(Bereitgestellter Text)

══════════════════════════════

Historikerin und Kandidatin der grünen Wiener Landesliste für die Nationalratswahl, Eva Blimlinger, gibt rechtliche Aufklärung in der Causa "Schredder-Gate". Die Rechtslage ist dabei relativ klar.

In 40, 50 Jahren, dann, wenn interessierte junge Historiker und Historikerinnen ins Österreichische Staatsarchiv gehen und über die Regierung Kurz/Strache forschen und zum Beispiel eine Dissertation schreiben wollen, werden sie verzweifeln. Ja, sagt ihnen der bemühte Mitarbeiter, da gibt es ein paar Kartons mit Schriftstücken, also auf Papier, und eine paar elektronische Akten in der Cloud, aber sonst haben wir da leider gar nichts.

══════════════════════════════

(Angezeigte Einträge)

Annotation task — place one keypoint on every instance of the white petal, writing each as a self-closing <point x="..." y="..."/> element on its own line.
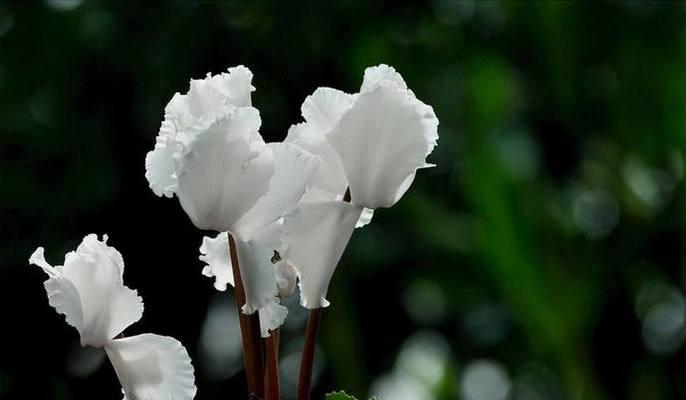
<point x="323" y="108"/>
<point x="256" y="267"/>
<point x="215" y="253"/>
<point x="317" y="234"/>
<point x="95" y="273"/>
<point x="382" y="140"/>
<point x="227" y="167"/>
<point x="365" y="217"/>
<point x="152" y="367"/>
<point x="109" y="307"/>
<point x="62" y="294"/>
<point x="381" y="74"/>
<point x="160" y="167"/>
<point x="272" y="316"/>
<point x="206" y="97"/>
<point x="293" y="169"/>
<point x="236" y="85"/>
<point x="286" y="277"/>
<point x="330" y="177"/>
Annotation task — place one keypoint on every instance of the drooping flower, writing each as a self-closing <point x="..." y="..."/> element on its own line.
<point x="371" y="143"/>
<point x="89" y="291"/>
<point x="209" y="153"/>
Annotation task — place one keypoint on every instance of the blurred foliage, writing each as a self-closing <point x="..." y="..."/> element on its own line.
<point x="541" y="259"/>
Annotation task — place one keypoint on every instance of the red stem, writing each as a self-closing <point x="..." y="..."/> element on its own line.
<point x="253" y="351"/>
<point x="272" y="389"/>
<point x="307" y="361"/>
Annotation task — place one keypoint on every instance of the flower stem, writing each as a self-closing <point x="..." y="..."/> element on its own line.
<point x="307" y="361"/>
<point x="253" y="346"/>
<point x="272" y="389"/>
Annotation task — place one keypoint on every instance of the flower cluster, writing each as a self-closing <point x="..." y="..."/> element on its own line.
<point x="283" y="214"/>
<point x="89" y="291"/>
<point x="284" y="202"/>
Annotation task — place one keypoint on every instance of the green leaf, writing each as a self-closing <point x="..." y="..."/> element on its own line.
<point x="341" y="395"/>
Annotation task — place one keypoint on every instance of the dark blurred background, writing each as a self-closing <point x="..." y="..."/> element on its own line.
<point x="542" y="258"/>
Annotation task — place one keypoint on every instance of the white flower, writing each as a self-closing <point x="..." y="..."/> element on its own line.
<point x="209" y="153"/>
<point x="383" y="138"/>
<point x="89" y="291"/>
<point x="371" y="143"/>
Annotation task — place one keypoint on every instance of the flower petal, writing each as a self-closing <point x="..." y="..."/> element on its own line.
<point x="90" y="291"/>
<point x="272" y="316"/>
<point x="382" y="140"/>
<point x="160" y="168"/>
<point x="323" y="108"/>
<point x="215" y="253"/>
<point x="379" y="75"/>
<point x="109" y="307"/>
<point x="62" y="295"/>
<point x="365" y="217"/>
<point x="226" y="168"/>
<point x="330" y="177"/>
<point x="293" y="169"/>
<point x="256" y="267"/>
<point x="151" y="367"/>
<point x="316" y="235"/>
<point x="208" y="96"/>
<point x="286" y="277"/>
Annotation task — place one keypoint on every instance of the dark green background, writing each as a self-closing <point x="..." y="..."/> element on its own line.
<point x="548" y="240"/>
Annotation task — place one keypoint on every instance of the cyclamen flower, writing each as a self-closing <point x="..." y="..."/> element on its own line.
<point x="210" y="154"/>
<point x="371" y="143"/>
<point x="89" y="291"/>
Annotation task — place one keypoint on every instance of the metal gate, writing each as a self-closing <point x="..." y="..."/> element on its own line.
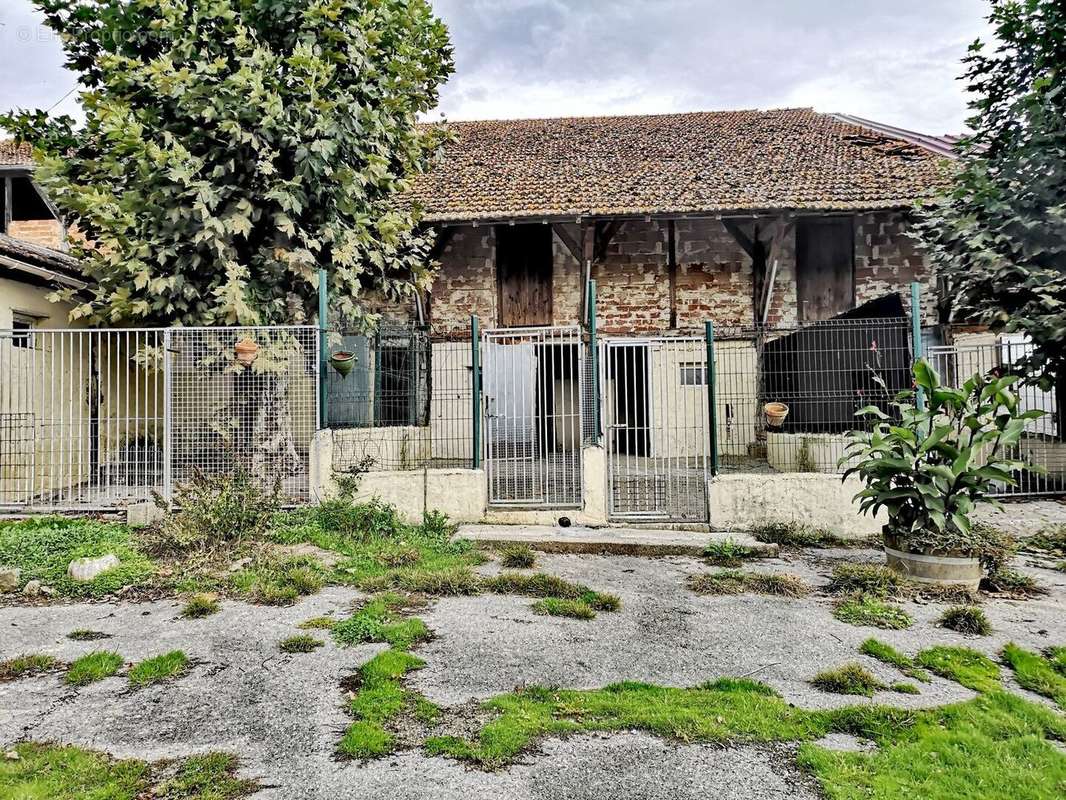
<point x="656" y="425"/>
<point x="532" y="409"/>
<point x="98" y="419"/>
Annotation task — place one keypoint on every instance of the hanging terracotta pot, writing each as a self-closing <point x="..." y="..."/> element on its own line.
<point x="775" y="414"/>
<point x="342" y="362"/>
<point x="246" y="350"/>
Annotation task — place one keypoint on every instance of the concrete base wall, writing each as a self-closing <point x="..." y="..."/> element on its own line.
<point x="741" y="501"/>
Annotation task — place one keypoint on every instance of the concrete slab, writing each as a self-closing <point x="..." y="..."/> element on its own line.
<point x="607" y="541"/>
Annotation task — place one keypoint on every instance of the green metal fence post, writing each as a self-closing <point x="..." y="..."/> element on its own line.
<point x="712" y="411"/>
<point x="594" y="357"/>
<point x="475" y="392"/>
<point x="323" y="349"/>
<point x="916" y="335"/>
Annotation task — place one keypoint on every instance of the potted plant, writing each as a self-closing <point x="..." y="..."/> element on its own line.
<point x="930" y="467"/>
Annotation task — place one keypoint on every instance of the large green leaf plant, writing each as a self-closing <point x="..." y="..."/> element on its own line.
<point x="930" y="467"/>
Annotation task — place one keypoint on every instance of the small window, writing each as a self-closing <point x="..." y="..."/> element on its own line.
<point x="21" y="326"/>
<point x="693" y="374"/>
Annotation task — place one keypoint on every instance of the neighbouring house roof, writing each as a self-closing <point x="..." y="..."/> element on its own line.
<point x="39" y="262"/>
<point x="717" y="162"/>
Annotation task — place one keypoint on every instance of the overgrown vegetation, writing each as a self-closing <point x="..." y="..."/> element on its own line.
<point x="54" y="772"/>
<point x="27" y="666"/>
<point x="852" y="678"/>
<point x="158" y="669"/>
<point x="863" y="609"/>
<point x="93" y="667"/>
<point x="733" y="581"/>
<point x="966" y="620"/>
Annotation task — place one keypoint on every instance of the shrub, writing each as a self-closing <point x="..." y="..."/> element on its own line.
<point x="215" y="511"/>
<point x="966" y="620"/>
<point x="929" y="468"/>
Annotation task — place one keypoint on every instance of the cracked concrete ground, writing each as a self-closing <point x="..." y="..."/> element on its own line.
<point x="284" y="714"/>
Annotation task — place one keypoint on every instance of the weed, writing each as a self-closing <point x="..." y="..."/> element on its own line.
<point x="82" y="635"/>
<point x="862" y="609"/>
<point x="733" y="581"/>
<point x="556" y="607"/>
<point x="966" y="620"/>
<point x="1036" y="673"/>
<point x="967" y="667"/>
<point x="43" y="548"/>
<point x="161" y="668"/>
<point x="300" y="643"/>
<point x="26" y="666"/>
<point x="852" y="678"/>
<point x="275" y="581"/>
<point x="199" y="606"/>
<point x="872" y="580"/>
<point x="727" y="553"/>
<point x="888" y="654"/>
<point x="517" y="557"/>
<point x="93" y="667"/>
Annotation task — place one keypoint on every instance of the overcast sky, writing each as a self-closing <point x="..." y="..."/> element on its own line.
<point x="893" y="62"/>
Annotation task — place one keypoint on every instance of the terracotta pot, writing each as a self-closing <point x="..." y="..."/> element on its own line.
<point x="775" y="414"/>
<point x="246" y="350"/>
<point x="342" y="362"/>
<point x="932" y="566"/>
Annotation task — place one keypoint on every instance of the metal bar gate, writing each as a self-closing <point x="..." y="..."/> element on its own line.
<point x="657" y="428"/>
<point x="532" y="381"/>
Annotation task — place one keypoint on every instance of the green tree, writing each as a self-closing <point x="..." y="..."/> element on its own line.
<point x="999" y="235"/>
<point x="232" y="147"/>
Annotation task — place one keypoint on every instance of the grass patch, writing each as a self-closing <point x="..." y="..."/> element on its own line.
<point x="380" y="700"/>
<point x="863" y="609"/>
<point x="300" y="643"/>
<point x="93" y="667"/>
<point x="279" y="581"/>
<point x="378" y="622"/>
<point x="888" y="654"/>
<point x="964" y="666"/>
<point x="558" y="607"/>
<point x="43" y="548"/>
<point x="540" y="585"/>
<point x="852" y="678"/>
<point x="199" y="606"/>
<point x="318" y="623"/>
<point x="517" y="557"/>
<point x="1036" y="673"/>
<point x="966" y="620"/>
<point x="727" y="553"/>
<point x="53" y="772"/>
<point x="160" y="668"/>
<point x="82" y="635"/>
<point x="26" y="666"/>
<point x="733" y="581"/>
<point x="797" y="534"/>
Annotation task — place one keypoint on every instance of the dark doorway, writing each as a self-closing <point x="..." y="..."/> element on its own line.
<point x="825" y="267"/>
<point x="629" y="367"/>
<point x="523" y="266"/>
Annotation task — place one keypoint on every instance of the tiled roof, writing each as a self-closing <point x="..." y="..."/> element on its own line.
<point x="673" y="163"/>
<point x="15" y="155"/>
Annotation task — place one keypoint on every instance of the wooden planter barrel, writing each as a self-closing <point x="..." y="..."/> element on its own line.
<point x="945" y="569"/>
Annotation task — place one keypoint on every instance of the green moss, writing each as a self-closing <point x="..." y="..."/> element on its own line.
<point x="967" y="667"/>
<point x="863" y="609"/>
<point x="1036" y="673"/>
<point x="43" y="548"/>
<point x="161" y="668"/>
<point x="93" y="667"/>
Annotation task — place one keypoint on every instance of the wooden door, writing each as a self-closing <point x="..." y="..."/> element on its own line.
<point x="825" y="267"/>
<point x="523" y="267"/>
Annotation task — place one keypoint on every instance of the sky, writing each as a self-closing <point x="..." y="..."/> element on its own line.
<point x="897" y="62"/>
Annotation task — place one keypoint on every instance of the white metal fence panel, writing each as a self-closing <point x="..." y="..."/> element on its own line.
<point x="532" y="381"/>
<point x="656" y="422"/>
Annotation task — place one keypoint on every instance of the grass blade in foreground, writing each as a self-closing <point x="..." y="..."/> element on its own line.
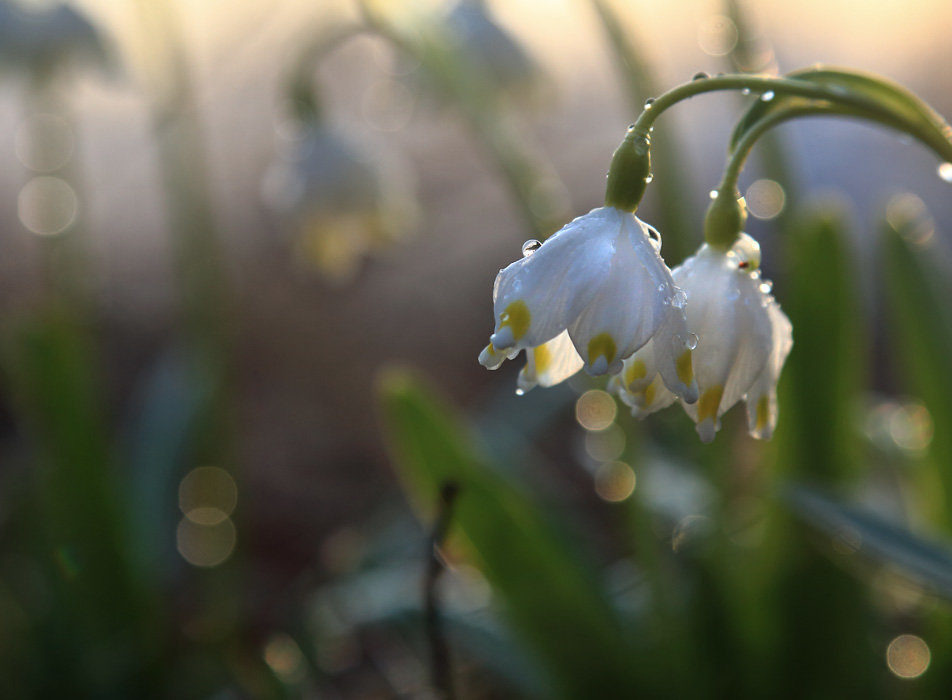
<point x="549" y="597"/>
<point x="921" y="333"/>
<point x="928" y="563"/>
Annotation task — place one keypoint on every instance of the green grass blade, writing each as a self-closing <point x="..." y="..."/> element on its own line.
<point x="550" y="596"/>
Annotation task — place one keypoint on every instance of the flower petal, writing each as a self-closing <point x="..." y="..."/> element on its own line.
<point x="635" y="298"/>
<point x="727" y="311"/>
<point x="762" y="397"/>
<point x="549" y="363"/>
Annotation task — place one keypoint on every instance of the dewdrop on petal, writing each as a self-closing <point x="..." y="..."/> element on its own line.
<point x="598" y="288"/>
<point x="744" y="336"/>
<point x="340" y="199"/>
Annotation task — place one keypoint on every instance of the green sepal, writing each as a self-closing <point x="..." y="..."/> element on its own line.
<point x="871" y="98"/>
<point x="725" y="219"/>
<point x="630" y="172"/>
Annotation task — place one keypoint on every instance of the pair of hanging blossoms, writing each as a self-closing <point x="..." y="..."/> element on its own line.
<point x="597" y="294"/>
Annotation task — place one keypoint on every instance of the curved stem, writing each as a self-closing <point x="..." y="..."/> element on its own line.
<point x="756" y="84"/>
<point x="307" y="102"/>
<point x="738" y="157"/>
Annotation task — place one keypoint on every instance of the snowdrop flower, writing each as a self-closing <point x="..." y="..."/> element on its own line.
<point x="591" y="295"/>
<point x="38" y="39"/>
<point x="489" y="46"/>
<point x="744" y="339"/>
<point x="341" y="199"/>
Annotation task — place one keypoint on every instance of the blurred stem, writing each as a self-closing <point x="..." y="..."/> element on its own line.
<point x="195" y="240"/>
<point x="305" y="95"/>
<point x="523" y="171"/>
<point x="442" y="667"/>
<point x="671" y="177"/>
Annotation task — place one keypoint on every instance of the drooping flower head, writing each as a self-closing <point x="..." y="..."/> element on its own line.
<point x="341" y="199"/>
<point x="37" y="39"/>
<point x="743" y="340"/>
<point x="590" y="296"/>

══════════════════════════════

(Aufgabenstellung)
1. Übernimm aus dem Text zum Schredder-Gate wortgetreu den Teil, der mit den Worten „Historikerin und Kandidatin“ beginnt und mit „dabei relativ klar.“ endet.
2. Erläutere anhand des Textes zum Schredder-Gate, warum Historikerinnen und Historiker in 40, 50 Jahren im Österreichischen Staatsarchiv verzweifeln werden.

(Lösungen je Aufgabe)
1.
Historikerin und Kandidatin der grünen Wiener Landesliste für die Nationalratswahl, Eva Blimlinger, gibt rechtliche Aufklärung in der Causa "Schredder-Gate". Die Rechtslage ist dabei relativ klar.

2. Ein Mitarbeiter des Staatsarchivs wird ihnen mitteilen, dass zur Regierung Kurz/Strache nur ein paar Kartons mit Schriftstücken auf Papier und einige elektronische Akten in der Cloud vorhanden sind. Darüber hinaus gibt es dort nichts.